Data excerpts:
* * * * *
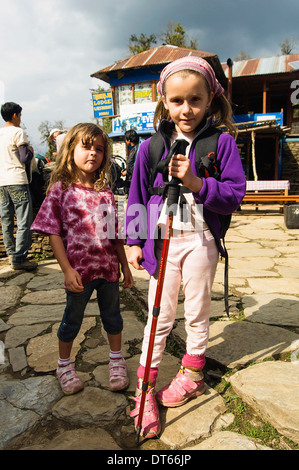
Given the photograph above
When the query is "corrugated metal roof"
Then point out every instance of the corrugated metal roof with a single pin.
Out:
(264, 65)
(158, 55)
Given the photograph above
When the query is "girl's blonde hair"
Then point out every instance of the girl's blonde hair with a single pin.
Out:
(220, 112)
(66, 171)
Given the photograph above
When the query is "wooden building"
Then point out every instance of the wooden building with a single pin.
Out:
(264, 94)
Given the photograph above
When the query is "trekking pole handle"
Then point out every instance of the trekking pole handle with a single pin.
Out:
(179, 147)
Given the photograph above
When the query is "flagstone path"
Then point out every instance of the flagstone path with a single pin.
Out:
(256, 352)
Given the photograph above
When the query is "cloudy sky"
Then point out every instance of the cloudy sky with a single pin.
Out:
(49, 48)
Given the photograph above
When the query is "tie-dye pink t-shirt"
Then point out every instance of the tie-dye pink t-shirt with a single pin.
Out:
(87, 222)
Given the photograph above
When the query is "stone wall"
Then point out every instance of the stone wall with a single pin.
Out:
(40, 245)
(290, 165)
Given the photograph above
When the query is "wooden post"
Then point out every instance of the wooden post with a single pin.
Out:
(230, 81)
(253, 155)
(265, 97)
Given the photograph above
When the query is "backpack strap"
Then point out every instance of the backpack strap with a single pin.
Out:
(206, 166)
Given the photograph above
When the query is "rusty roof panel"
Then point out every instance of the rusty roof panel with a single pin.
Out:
(264, 66)
(155, 56)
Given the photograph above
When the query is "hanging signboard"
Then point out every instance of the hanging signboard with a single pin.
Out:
(139, 117)
(102, 104)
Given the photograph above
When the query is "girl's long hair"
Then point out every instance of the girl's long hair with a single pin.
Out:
(66, 171)
(220, 112)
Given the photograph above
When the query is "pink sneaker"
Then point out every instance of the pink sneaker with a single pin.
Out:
(69, 380)
(150, 426)
(118, 375)
(181, 389)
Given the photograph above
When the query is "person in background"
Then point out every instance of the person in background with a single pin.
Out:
(16, 159)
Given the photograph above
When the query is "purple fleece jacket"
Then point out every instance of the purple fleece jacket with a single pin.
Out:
(217, 197)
* * * * *
EXERCISE:
Each line of the entries where the string "wooden" occurs should be shown.

TASK RESPONSE:
When the query is "wooden building"
Then point out every instance of the wooden building with a single pin.
When the query is "wooden post"
Then point out every instance of the wooden post with a single pin.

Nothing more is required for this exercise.